* Start *

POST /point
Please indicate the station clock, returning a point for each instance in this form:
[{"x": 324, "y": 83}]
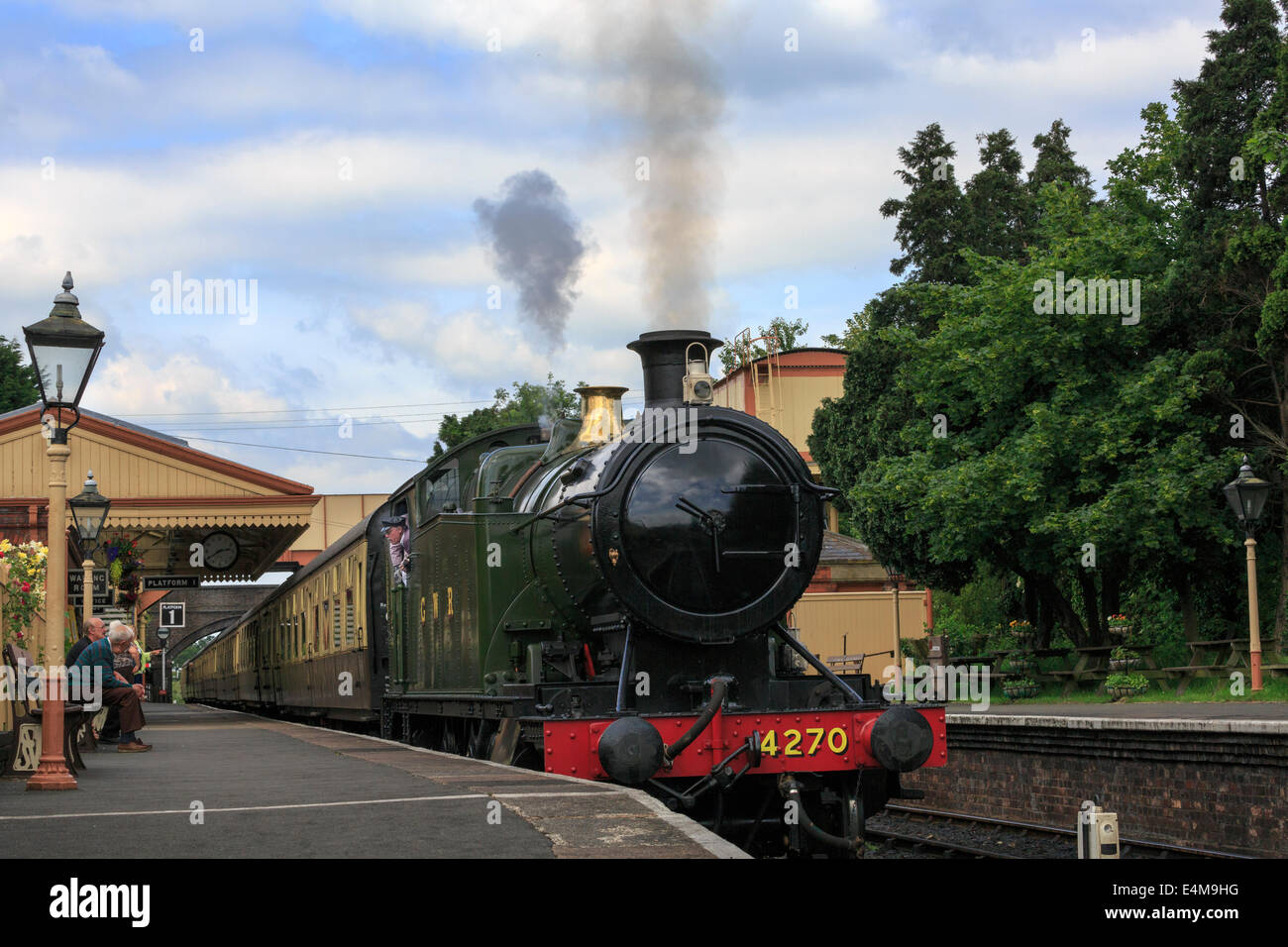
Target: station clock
[{"x": 220, "y": 551}]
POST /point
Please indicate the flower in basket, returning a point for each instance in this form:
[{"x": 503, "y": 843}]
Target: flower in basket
[
  {"x": 1119, "y": 624},
  {"x": 1126, "y": 684},
  {"x": 1020, "y": 686}
]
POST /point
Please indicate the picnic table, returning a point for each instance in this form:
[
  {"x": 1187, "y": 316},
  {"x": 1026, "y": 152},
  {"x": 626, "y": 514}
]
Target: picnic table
[
  {"x": 1093, "y": 664},
  {"x": 1211, "y": 660}
]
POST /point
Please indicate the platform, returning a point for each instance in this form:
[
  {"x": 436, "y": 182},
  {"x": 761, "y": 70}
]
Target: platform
[
  {"x": 277, "y": 789},
  {"x": 1232, "y": 716},
  {"x": 1210, "y": 776}
]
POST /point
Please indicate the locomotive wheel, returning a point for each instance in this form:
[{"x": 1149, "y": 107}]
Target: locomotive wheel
[
  {"x": 482, "y": 737},
  {"x": 449, "y": 742}
]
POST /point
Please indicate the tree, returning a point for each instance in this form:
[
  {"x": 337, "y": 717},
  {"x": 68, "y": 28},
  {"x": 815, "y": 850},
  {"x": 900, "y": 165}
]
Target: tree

* End *

Repeat all of the records verbatim, leaving out the pictures.

POST /point
Please indicate the station clock, returning a point for each instance in this form:
[{"x": 324, "y": 83}]
Target: station clock
[{"x": 220, "y": 551}]
POST /point
Please indicate the flower in basket, returning a point for each instance in this form:
[{"x": 503, "y": 843}]
Target: flower in basket
[
  {"x": 1119, "y": 624},
  {"x": 1126, "y": 684},
  {"x": 1020, "y": 686}
]
POST /point
Please indicate the picnic table, returning a point for each instance in this form:
[
  {"x": 1187, "y": 316},
  {"x": 1026, "y": 152},
  {"x": 626, "y": 514}
]
Target: picnic table
[
  {"x": 1093, "y": 664},
  {"x": 1211, "y": 660}
]
POST /point
Please indicate the platform, returning a point for each instance in this form:
[
  {"x": 436, "y": 182},
  {"x": 761, "y": 70}
]
Target: platform
[
  {"x": 277, "y": 789},
  {"x": 1232, "y": 716},
  {"x": 1210, "y": 776}
]
POST /point
Please indicate the locomotive wheel, returning a point for each instance in this form:
[{"x": 1149, "y": 107}]
Target: locomotive wheel
[
  {"x": 482, "y": 737},
  {"x": 449, "y": 742}
]
POST /point
Please indicate the tree, returning a point for each instance in this form:
[
  {"x": 337, "y": 717},
  {"x": 68, "y": 28},
  {"x": 815, "y": 850},
  {"x": 900, "y": 165}
]
Target: tree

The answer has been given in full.